Instructions to follow:
Every line in the following data that has "vegetation" counts toward the total; state that total alone.

Stored data entries:

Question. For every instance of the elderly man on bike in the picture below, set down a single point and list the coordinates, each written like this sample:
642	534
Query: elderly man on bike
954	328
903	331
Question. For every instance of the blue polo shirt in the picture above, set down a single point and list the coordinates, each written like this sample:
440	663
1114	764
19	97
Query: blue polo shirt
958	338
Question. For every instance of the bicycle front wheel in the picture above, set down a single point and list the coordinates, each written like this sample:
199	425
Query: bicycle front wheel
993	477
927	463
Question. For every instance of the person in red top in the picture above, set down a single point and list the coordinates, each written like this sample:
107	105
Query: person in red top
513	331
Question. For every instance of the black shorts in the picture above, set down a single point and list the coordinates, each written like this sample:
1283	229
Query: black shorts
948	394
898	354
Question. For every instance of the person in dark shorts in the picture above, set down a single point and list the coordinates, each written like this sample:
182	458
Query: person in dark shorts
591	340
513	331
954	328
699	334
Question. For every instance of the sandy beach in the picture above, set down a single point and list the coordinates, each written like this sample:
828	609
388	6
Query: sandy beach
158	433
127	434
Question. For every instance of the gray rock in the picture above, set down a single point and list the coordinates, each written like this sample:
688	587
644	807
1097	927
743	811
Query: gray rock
==
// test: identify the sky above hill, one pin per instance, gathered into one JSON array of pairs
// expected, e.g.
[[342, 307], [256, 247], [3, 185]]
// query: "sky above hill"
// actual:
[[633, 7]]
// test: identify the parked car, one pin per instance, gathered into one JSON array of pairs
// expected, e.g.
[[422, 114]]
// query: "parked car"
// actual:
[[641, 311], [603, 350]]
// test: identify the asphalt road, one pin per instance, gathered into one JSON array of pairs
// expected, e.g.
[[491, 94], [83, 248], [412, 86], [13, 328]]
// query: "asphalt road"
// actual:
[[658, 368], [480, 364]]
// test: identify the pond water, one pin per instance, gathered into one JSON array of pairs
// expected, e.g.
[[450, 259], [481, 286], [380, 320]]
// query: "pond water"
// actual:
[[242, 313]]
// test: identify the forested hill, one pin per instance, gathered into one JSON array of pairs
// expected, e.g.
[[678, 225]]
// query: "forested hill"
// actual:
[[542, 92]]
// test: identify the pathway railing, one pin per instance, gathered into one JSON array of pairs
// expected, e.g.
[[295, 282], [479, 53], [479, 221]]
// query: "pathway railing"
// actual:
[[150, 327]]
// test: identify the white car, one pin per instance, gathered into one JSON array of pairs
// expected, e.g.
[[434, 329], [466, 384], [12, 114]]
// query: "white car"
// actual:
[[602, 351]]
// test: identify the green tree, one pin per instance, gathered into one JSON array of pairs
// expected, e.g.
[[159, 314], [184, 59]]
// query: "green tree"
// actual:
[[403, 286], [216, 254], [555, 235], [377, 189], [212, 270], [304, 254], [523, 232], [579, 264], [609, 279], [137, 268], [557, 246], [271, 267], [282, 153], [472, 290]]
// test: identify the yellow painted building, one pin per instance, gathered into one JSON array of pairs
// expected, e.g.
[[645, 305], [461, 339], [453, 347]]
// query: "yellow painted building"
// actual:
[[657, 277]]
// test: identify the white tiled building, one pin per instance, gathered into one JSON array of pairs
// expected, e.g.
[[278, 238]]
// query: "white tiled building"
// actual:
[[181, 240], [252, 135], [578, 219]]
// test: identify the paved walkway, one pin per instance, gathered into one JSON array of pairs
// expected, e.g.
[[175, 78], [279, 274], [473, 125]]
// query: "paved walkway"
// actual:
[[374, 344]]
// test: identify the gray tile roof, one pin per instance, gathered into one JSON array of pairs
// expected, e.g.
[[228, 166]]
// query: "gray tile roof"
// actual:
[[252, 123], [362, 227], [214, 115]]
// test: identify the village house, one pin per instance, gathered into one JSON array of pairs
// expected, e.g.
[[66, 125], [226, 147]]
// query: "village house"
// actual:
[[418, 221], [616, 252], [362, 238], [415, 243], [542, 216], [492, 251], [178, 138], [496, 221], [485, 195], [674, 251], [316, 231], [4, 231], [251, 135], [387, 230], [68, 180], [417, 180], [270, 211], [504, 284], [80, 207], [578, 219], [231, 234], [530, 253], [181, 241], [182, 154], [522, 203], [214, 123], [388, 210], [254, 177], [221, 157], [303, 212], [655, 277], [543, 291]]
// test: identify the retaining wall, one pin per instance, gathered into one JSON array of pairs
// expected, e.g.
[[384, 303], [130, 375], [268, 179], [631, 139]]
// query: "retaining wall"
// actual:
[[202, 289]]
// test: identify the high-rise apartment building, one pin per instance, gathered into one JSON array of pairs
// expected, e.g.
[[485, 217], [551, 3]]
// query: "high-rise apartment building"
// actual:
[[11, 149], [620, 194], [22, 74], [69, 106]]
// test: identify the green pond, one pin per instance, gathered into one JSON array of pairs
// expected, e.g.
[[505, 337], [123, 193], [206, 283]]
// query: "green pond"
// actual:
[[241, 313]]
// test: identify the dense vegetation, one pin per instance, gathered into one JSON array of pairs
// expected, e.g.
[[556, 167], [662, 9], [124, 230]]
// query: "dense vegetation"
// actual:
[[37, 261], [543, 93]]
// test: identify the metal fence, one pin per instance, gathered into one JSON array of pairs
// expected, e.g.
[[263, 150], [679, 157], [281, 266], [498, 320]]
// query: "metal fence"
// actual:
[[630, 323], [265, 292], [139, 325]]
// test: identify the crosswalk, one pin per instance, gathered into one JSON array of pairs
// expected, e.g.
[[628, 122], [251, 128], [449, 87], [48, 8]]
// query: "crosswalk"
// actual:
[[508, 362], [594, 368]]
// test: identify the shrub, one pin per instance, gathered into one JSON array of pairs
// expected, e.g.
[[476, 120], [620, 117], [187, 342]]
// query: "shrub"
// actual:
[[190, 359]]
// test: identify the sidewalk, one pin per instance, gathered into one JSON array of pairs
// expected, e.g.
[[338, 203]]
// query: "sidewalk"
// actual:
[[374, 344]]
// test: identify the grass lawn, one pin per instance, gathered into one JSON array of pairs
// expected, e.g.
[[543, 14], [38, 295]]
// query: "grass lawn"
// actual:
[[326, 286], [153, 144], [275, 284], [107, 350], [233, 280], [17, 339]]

Task response:
2